* Exercise aim
Please rewrite the records below with "sneaker" replaced by "trainer", keeping every other line unchanged.

* Data to use

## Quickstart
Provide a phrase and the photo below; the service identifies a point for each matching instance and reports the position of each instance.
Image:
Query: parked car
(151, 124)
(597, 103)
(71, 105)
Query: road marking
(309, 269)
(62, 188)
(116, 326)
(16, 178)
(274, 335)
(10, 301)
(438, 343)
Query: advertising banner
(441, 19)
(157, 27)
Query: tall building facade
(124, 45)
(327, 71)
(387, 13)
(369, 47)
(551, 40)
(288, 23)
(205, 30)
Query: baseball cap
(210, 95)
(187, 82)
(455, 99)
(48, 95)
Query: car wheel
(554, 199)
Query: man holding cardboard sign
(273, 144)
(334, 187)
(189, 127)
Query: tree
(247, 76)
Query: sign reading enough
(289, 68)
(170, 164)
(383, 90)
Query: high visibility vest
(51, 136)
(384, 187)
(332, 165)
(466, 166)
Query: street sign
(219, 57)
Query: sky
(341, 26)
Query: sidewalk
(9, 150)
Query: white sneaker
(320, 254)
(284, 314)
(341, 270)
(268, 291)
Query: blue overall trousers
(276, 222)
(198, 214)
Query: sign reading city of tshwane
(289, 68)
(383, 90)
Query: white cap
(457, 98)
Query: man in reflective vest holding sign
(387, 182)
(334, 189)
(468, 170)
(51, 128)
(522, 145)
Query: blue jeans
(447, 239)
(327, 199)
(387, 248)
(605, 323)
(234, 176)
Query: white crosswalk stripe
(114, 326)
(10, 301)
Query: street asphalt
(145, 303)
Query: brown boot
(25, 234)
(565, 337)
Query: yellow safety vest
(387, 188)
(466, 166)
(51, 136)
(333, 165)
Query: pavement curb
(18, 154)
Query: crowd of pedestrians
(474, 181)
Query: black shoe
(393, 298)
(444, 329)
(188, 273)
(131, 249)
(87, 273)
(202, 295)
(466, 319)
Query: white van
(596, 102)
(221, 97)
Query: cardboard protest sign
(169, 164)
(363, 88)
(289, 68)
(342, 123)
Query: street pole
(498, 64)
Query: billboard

* Answer to this task
## Quickstart
Provide a phrase and the photo below; the service identifies a point for each matching instance and reports the position of each instance.
Image:
Query: parked car
(151, 124)
(597, 103)
(71, 105)
Query: road marking
(309, 269)
(62, 188)
(116, 326)
(16, 178)
(274, 335)
(10, 301)
(438, 343)
Query: advertising banner
(441, 19)
(157, 27)
Query: tall building facade
(124, 45)
(327, 71)
(387, 13)
(369, 47)
(551, 40)
(288, 23)
(205, 30)
Query: baseball cap
(210, 95)
(187, 82)
(455, 99)
(48, 95)
Query: car wheel
(554, 199)
Query: man holding cardboard sign
(273, 144)
(334, 187)
(189, 127)
Query: tree
(247, 76)
Query: sign reading enough
(289, 68)
(170, 164)
(383, 90)
Query: high visibility vest
(51, 136)
(384, 187)
(332, 165)
(466, 166)
Query: street sign
(219, 57)
Query: sky
(341, 26)
Query: sidewalk
(9, 150)
Query: white trainer
(320, 254)
(284, 314)
(341, 270)
(268, 291)
Query: blue overall trousers
(276, 222)
(198, 214)
Query: sign reading city of tshwane
(289, 68)
(383, 90)
Query: white cap
(457, 98)
Query: man in reflective vest holding sign
(387, 182)
(334, 189)
(468, 170)
(51, 128)
(522, 145)
Query: blue jeans
(447, 239)
(327, 199)
(387, 248)
(605, 323)
(234, 176)
Query: white crosswalk stripe
(114, 326)
(10, 301)
Query: street asphalt
(145, 303)
Query: brown boot
(25, 234)
(565, 337)
Query: yellow safety vest
(387, 188)
(466, 166)
(51, 136)
(333, 165)
Query: pavement curb
(18, 154)
Query: crowd of pedestrians
(474, 181)
Query: black shoe
(393, 298)
(444, 329)
(188, 273)
(131, 249)
(87, 273)
(202, 295)
(466, 319)
Query: white van
(596, 102)
(221, 97)
Query: cardboard protest sign
(169, 164)
(363, 88)
(289, 68)
(342, 123)
Query: street pole
(498, 64)
Query: billboard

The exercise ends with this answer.